### Tarefa solicitada 1
Segundo o texto extraído, na vida de cada um palpitam os anseios e as ações de outras pessoas além dos pais biológicos. Enumere todas essas pessoas.
### Tarefa solicitada 2
De acordo com o texto extraído, onde se localiza o núcleo originário da vida do jornalista Ubirajara Macedo?

### Texto extraído

+--

E isso tem uma explicação
simples, na medida em que cada vida nasce
da história que se entrecruza com
outras vidas. Por isso, não se resume
exclusivamente à história
de seus pais biológicos; nela palpitam
os anseios, as esperanças, desejos
e ações de avós, primos,
cunhados, sobrinhos, netos, amigos, numa
teia que parece se expandir em todas as
direções.
Com mais razão, a vida que amadurece
longamente é um encadeamento de vidas
paralelas, compartilhadas aqui, separadas
acolá, mas voltando a se contatarem
com maior ou menor regularidade, de acordo
com as conveniências sociais, familiares,
pessoais...
É assim a vida do jornalista Ubirajara
Macedo na sua longa expansão vital,
cujo núcleo originário se
localiza num humilde distrito do município
de Macaíba(RN), mas cujo vértice
está sempre mais além de um
vértice anterior, que ficou para
trás, n´algum projeto concretizado.
Como não esquecemos a lição
do poeta de Itabira, repetimos: “as
coisas findas/muito mais que lindas/ essas
ficarão”.

+--

### Dados para análise

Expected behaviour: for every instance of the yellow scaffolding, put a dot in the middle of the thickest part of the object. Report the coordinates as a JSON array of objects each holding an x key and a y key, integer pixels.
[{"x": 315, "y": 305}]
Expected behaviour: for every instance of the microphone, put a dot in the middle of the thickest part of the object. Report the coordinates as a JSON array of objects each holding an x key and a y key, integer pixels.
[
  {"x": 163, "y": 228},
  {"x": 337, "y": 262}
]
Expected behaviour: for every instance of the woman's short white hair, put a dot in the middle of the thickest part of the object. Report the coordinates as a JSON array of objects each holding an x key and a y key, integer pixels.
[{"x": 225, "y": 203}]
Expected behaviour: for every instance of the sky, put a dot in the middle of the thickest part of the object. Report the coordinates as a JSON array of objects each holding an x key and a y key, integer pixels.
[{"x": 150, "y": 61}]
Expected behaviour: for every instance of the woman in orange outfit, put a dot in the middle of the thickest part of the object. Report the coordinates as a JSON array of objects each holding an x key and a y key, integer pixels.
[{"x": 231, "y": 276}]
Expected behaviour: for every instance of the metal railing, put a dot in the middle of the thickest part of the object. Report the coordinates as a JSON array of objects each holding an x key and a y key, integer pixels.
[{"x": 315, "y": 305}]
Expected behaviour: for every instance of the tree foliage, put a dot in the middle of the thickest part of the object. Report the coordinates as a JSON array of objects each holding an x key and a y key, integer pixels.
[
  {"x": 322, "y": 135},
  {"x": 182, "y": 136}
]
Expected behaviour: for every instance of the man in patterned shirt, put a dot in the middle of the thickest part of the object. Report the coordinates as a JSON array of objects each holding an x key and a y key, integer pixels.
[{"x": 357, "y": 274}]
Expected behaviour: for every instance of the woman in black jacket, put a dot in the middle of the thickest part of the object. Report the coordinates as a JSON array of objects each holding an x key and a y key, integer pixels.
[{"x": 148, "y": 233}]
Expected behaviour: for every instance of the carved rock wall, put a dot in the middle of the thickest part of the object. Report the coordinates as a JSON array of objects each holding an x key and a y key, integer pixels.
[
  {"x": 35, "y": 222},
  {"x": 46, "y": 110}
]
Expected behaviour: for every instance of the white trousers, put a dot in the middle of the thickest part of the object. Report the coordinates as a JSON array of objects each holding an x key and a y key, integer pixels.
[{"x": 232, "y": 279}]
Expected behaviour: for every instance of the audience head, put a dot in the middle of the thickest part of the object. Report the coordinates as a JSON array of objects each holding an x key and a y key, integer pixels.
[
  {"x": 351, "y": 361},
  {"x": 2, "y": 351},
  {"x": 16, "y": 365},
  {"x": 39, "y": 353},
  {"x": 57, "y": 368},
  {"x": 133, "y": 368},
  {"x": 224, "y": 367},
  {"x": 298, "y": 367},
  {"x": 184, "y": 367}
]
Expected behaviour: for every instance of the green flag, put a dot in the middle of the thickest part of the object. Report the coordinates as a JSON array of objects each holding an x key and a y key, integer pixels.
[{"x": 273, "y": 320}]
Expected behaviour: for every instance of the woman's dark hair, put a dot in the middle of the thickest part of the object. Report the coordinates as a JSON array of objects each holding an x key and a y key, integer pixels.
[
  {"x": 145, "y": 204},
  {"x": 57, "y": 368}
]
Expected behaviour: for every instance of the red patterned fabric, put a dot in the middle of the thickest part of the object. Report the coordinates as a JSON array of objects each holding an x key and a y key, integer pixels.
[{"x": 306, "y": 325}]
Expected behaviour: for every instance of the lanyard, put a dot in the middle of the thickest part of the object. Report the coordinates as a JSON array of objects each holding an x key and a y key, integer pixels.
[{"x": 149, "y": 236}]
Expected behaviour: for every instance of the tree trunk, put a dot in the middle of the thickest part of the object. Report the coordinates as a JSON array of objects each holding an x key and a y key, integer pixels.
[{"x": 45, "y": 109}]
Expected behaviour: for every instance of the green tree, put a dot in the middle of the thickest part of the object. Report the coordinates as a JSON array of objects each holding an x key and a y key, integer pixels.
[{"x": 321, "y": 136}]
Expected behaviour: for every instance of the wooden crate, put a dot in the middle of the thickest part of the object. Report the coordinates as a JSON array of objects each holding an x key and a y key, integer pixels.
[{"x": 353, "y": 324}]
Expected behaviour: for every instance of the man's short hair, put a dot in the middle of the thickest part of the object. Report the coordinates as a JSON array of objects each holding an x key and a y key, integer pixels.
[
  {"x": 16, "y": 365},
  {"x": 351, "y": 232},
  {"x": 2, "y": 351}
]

+--

### Resolução do exercício 1
Avós, primos, cunhados, sobrinhos, netos e amigos.

### Resolução do exercício 2
Num humilde distrito do município de Macaíba (RN).